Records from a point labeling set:
((
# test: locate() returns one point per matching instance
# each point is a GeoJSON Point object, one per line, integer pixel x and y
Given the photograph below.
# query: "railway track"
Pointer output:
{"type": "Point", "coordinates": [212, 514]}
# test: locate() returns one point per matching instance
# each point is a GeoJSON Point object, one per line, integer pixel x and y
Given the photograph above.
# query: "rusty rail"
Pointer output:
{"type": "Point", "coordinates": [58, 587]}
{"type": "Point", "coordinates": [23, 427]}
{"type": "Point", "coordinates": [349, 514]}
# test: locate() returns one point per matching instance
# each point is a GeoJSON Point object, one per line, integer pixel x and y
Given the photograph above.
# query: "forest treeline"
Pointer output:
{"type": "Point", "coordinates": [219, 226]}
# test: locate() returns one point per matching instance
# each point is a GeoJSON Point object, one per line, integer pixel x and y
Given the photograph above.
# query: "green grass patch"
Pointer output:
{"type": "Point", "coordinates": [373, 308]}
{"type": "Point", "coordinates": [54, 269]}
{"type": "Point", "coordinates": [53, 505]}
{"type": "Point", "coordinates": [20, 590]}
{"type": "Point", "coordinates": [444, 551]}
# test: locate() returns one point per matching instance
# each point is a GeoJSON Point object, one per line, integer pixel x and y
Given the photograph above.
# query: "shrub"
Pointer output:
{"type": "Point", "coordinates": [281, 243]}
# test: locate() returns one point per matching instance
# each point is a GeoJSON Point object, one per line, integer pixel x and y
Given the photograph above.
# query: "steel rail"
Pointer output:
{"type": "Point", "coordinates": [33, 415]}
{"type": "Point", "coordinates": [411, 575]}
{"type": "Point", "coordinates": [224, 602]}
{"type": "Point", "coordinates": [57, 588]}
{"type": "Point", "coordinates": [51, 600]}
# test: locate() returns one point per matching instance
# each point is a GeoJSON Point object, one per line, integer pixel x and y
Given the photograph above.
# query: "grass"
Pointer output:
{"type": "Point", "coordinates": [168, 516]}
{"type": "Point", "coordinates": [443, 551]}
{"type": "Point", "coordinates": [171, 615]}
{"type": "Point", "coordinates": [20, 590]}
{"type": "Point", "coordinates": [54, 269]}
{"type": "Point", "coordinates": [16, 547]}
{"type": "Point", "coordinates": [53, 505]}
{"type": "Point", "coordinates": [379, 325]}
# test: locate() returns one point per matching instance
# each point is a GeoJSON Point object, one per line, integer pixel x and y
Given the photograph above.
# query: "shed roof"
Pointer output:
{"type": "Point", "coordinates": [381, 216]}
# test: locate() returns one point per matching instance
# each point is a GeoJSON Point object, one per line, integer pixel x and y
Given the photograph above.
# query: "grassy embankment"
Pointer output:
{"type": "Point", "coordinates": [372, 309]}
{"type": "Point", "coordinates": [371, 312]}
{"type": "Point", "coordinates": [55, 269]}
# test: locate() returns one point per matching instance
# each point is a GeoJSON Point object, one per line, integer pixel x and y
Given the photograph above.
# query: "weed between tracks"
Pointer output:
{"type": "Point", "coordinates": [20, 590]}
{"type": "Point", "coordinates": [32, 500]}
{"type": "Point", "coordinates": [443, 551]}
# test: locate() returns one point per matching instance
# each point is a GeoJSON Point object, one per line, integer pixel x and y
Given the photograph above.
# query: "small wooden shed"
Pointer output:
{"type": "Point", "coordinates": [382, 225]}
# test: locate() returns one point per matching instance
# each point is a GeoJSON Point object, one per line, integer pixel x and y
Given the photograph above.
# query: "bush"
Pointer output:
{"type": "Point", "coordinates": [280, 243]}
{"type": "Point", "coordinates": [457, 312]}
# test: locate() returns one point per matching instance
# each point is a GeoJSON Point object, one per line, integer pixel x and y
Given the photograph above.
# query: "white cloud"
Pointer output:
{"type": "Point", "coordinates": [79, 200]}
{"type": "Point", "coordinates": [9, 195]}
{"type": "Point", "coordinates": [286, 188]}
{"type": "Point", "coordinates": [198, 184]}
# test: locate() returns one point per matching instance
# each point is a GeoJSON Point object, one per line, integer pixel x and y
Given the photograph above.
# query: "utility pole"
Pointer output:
))
__To be done__: Copy out the whole listing exactly as written.

__Task response__:
# test: locate() returns one point per matching instance
# each point is a GeoJSON Point object, one per line, integer pixel x and y
Given the photograph below.
# query: "railway track"
Pointer output:
{"type": "Point", "coordinates": [212, 514]}
# test: locate() returns one point per matching instance
# each point is a GeoJSON Point object, one per line, integer pixel x and y
Given the photograph above.
# query: "rusty rail"
Pointer output:
{"type": "Point", "coordinates": [58, 587]}
{"type": "Point", "coordinates": [23, 427]}
{"type": "Point", "coordinates": [349, 514]}
# test: locate() returns one point per matching instance
# each point is a GeoJSON Point object, one per line, integer pixel x and y
Given the photograph above.
# query: "forest treeline"
Pointer output:
{"type": "Point", "coordinates": [219, 226]}
# test: locate() returns one point per matching instance
# each point is a GeoJSON Point object, one per line, integer pixel x and y
Given the photograph above.
# query: "green grass patch"
Pointer output:
{"type": "Point", "coordinates": [373, 308]}
{"type": "Point", "coordinates": [54, 269]}
{"type": "Point", "coordinates": [53, 505]}
{"type": "Point", "coordinates": [20, 590]}
{"type": "Point", "coordinates": [444, 551]}
# test: locate() returns one point per matching instance
# each point is a GeoJSON Point object, one per line, integer pixel x and y
Given the photograph above.
# query: "shrub"
Pointer output:
{"type": "Point", "coordinates": [281, 243]}
# test: locate() returns one point per matching instance
# each point is a GeoJSON Point object, one per line, integer pixel x and y
Given the photograph above.
# query: "steel rail"
Pointer output:
{"type": "Point", "coordinates": [33, 415]}
{"type": "Point", "coordinates": [411, 575]}
{"type": "Point", "coordinates": [224, 602]}
{"type": "Point", "coordinates": [57, 588]}
{"type": "Point", "coordinates": [51, 600]}
# test: locate() returns one point per matching instance
# each point is a GeoJSON Point object, one per line, integer pixel x and y
Given the photograph above.
# query: "grass"
Pointer output:
{"type": "Point", "coordinates": [168, 516]}
{"type": "Point", "coordinates": [443, 551]}
{"type": "Point", "coordinates": [171, 615]}
{"type": "Point", "coordinates": [20, 590]}
{"type": "Point", "coordinates": [54, 269]}
{"type": "Point", "coordinates": [16, 547]}
{"type": "Point", "coordinates": [53, 505]}
{"type": "Point", "coordinates": [379, 325]}
# test: locate() returns one point per matching instance
# each point is a GeoJSON Point object, one per line, integer pixel x and y
Given the photograph above.
# query: "shed roof"
Pointer output:
{"type": "Point", "coordinates": [381, 216]}
# test: locate() returns one point per matching instance
# each point is a GeoJSON Point object, one per line, integer pixel x and y
Given the photograph above.
# query: "grassy embankment"
Pointer output:
{"type": "Point", "coordinates": [372, 309]}
{"type": "Point", "coordinates": [371, 312]}
{"type": "Point", "coordinates": [55, 269]}
# test: locate() returns one point per matching instance
# each point is a GeoJSON Point object, one per line, integer pixel x and y
Given the photograph above.
# query: "weed between tracks"
Pointer output:
{"type": "Point", "coordinates": [20, 590]}
{"type": "Point", "coordinates": [32, 500]}
{"type": "Point", "coordinates": [443, 551]}
# test: locate() returns one point per matching instance
# each point is a GeoJSON Point object, one per line, integer pixel x and y
Given the photograph above.
# query: "small wooden shed"
Pointer output:
{"type": "Point", "coordinates": [382, 225]}
# test: locate() returns one point per matching instance
# each point is a GeoJSON Point object, one per line, integer pixel x and y
Given the photograph above.
# query: "bush"
Pointer output:
{"type": "Point", "coordinates": [280, 243]}
{"type": "Point", "coordinates": [457, 312]}
# test: locate() returns one point per matching instance
# each point is a GeoJSON Point object, one per line, integer pixel x and y
Given the photograph above.
# query: "white cloud"
Pointer output:
{"type": "Point", "coordinates": [79, 200]}
{"type": "Point", "coordinates": [9, 195]}
{"type": "Point", "coordinates": [286, 188]}
{"type": "Point", "coordinates": [198, 184]}
# test: locate() returns one point per matching instance
# each point is a GeoJSON Point object, one per line, integer pixel x and y
Given the photograph above.
# query: "utility pole"
Pointer output:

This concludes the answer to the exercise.